- TEXTO EXTRAÍDO -
□ □ □ □
A tardia e tímida crítica do Itamaraty a Maduro - Editorial Estadão

A tardia e tímida crítica do Itamaraty a Maduro
O Estado de S. Paulo | Opinião O Estado de S. Paulo

27 de março de 2024 

NOTAS E INFORMAÇÕES

A tardia e tímida crítica do Itamaraty a Maduro

Mesmo quando finalmente resolve manifestar 'preocupação' diante das novas arbitrariedades do ditador, o governo Lula acha que é possível fortalecer' a inexistente democracia na Venezuela

N ão surpreende que o regime ditatorial de Nicolás Maduro tenha impedido o registro da candidatura da principal chapa de oposição na eleição presidencial de julho, pois é a culminação de um processo integralmente eivado de irregularidades, fraudes e violência política, aliás característico do chavismo desde sempre. Tampouco surpreende que só agora o governo brasileiro, por meio do Itamaraty, tenha manifestado alguma "preocupação" com a evidente destruição da democracia venezuelana.

Antes tarde do que nunca, mas mesmo no momento em que tomou coragem de reconhecer que o regime do companheiro Nicolás Maduro, ora vejam, está descumprindo suas promessas de permitir uma eleição minimamente competitiva e limpa, o Itamaraty o fez escolhendo bem as palavras, para não melindrar o ditador amigo de Lula da Silva - aquele mesmo Lula da Silva que não escolheu palavras quando comparou Israel à Alemanha nazista.

Diz a nota envergonhada do Itamaraty que, "com base nas informações disponíveis", a candidata Corina Yoris, indicada pela Plataforma Unitaria, força política de oposição, "sobre a qual não pairavam decisões judiciais", foi "impedida de registrar-se", o que "não é compatível com os acordos de Barbados" - em referência ao acerto em que Maduro garantiu a lisura da eleição para presidente em troca da suspensão das sanções dos EUA à Venezuela.
□ □ □ □
- LINHAS FORNECIDAS -
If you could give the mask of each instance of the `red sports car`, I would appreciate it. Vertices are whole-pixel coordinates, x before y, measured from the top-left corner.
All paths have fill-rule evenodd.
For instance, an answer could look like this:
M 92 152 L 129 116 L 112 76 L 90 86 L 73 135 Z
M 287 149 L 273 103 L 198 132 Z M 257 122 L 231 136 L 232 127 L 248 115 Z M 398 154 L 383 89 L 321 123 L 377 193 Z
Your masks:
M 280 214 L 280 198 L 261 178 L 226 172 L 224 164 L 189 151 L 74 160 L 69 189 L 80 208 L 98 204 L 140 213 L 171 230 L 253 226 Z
□ □ □ □
- PEDIDO ESCRITO 1 -
Como você resumiria o editorial em duas frases?
- PEDIDO ESCRITO 2 -
Como fica o trecho do editorial que vai de "N ão surpreende" até "da democracia venezuelana." se você substituir "violência política" por "perseguição política"?

- RESPOSTA ESCRITA 1 -
O editorial afirma que não surpreende o regime de Nicolás Maduro ter impedido o registro da candidatura da principal chapa de oposição na eleição presidencial de julho, nem que o governo brasileiro só agora tenha manifestado, por meio do Itamaraty, alguma "preocupação" com a destruição da democracia venezuelana. Segundo o texto, a nota do Itamaraty escolheu bem as palavras para não melindrar Maduro e disse que o impedimento do registro de Corina Yoris não é compatível com os acordos de Barbados.

- RESPOSTA ESCRITA 2 -
N ão surpreende que o regime ditatorial de Nicolás Maduro tenha impedido o registro da candidatura da principal chapa de oposição na eleição presidencial de julho, pois é a culminação de um processo integralmente eivado de irregularidades, fraudes e perseguição política, aliás característico do chavismo desde sempre. Tampouco surpreende que só agora o governo brasileiro, por meio do Itamaraty, tenha manifestado alguma "preocupação" com a evidente destruição da democracia venezuelana.